* Data excerpts
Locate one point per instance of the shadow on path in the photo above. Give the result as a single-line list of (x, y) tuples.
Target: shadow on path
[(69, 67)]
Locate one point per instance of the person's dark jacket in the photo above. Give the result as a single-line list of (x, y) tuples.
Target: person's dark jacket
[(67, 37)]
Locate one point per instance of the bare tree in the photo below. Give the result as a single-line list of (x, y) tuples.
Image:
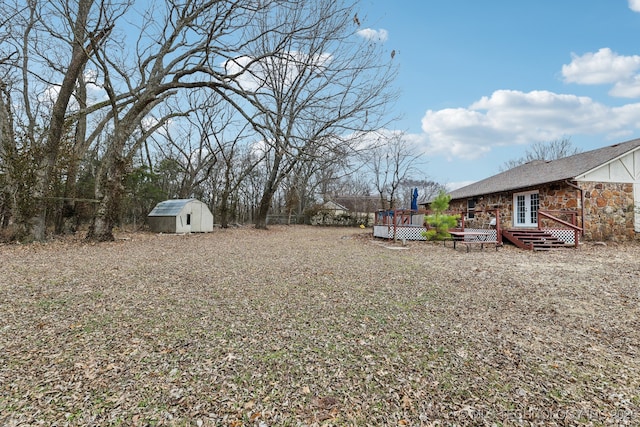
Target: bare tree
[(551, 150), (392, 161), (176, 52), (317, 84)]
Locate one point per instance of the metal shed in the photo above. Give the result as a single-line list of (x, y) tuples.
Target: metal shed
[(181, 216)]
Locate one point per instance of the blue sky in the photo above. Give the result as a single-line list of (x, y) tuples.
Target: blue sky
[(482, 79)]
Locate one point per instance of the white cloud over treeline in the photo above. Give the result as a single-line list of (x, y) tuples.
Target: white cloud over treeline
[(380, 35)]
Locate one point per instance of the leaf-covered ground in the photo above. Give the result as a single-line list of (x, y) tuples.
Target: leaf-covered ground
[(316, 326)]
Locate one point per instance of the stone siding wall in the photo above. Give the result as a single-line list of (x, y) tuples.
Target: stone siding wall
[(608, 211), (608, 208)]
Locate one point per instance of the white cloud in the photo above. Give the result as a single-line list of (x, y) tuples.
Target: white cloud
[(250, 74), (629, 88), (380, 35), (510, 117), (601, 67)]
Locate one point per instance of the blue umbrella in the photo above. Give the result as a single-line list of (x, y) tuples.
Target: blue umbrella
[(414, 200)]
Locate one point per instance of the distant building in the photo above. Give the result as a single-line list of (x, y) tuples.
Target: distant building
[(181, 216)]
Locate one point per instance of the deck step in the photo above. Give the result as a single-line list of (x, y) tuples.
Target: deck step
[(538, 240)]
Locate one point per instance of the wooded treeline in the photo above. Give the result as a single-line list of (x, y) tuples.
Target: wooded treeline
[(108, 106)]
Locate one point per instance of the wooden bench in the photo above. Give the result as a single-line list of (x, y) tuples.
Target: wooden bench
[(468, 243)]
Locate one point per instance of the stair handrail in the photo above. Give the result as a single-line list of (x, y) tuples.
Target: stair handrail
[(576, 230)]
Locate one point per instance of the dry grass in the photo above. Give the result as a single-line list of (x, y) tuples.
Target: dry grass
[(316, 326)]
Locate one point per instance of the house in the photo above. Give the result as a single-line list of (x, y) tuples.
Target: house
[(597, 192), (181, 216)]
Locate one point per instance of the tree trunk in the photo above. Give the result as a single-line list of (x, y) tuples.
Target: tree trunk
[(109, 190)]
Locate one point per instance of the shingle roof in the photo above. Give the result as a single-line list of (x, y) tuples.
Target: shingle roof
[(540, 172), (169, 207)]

...

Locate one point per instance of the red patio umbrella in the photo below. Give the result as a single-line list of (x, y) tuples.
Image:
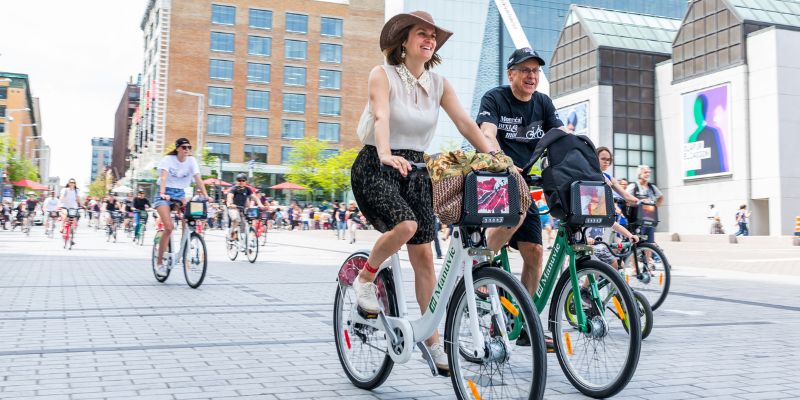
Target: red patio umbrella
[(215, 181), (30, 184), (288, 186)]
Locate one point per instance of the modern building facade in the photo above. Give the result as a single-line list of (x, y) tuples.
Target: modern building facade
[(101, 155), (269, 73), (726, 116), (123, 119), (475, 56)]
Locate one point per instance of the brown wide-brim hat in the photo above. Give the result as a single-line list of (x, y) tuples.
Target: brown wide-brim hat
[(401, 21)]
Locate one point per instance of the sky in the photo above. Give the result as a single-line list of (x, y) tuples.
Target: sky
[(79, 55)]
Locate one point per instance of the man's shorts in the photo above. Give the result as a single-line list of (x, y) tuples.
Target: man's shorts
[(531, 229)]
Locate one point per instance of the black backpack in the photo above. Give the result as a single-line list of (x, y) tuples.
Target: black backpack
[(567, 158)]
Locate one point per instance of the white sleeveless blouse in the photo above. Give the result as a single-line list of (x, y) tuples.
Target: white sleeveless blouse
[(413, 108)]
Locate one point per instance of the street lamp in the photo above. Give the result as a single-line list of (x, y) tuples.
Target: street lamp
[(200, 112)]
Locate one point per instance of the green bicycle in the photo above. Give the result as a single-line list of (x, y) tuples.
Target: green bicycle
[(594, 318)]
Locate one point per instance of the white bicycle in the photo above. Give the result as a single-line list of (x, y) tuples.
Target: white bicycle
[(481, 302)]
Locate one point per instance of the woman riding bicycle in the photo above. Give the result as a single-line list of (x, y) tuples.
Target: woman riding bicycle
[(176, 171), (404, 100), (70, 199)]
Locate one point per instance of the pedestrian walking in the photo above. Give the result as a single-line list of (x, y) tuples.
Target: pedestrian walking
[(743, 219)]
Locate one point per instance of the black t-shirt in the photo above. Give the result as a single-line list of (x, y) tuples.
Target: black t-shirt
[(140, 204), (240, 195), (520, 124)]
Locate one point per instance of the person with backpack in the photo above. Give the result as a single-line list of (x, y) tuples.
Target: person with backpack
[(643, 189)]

* Exercise objective
Reply with nothing but the number of lines in the data above that contain "below".

* Exercise solution
2